> About this task
Locate the line that contains "In this picture, where can the illuminated". Print it and every subsequent line through the final line of the records, exactly and only those.

Data records:
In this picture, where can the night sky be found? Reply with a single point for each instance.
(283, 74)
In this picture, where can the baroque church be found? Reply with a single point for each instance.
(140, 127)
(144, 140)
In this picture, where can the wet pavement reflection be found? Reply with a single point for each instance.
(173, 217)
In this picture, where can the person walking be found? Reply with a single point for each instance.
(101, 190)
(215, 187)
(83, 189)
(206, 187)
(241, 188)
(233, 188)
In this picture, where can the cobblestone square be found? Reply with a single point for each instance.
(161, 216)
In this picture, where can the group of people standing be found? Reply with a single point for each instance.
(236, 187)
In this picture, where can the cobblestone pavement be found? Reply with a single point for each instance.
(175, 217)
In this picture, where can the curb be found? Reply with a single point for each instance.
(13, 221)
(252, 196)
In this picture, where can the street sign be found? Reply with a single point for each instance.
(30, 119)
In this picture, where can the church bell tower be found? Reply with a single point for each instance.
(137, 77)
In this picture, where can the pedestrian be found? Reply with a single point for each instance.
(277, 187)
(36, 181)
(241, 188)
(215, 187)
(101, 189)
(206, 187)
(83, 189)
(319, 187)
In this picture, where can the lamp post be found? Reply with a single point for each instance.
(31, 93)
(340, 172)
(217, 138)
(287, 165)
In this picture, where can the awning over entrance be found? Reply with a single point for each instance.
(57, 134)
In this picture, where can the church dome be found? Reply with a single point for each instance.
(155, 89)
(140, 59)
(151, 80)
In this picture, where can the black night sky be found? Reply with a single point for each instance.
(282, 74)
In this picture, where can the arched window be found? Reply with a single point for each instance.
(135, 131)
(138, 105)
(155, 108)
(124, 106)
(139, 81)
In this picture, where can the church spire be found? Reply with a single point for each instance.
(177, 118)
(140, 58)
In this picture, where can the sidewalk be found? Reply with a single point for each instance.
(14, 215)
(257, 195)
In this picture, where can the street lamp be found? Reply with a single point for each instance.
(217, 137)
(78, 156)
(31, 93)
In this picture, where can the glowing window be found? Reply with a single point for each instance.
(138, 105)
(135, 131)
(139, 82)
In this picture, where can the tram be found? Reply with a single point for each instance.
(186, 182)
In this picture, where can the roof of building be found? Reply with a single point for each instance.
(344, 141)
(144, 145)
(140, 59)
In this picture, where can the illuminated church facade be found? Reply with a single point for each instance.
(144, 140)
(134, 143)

> Answer space
In this picture, where can the illuminated church facade be found? Reply with a single point for each instance.
(144, 140)
(134, 143)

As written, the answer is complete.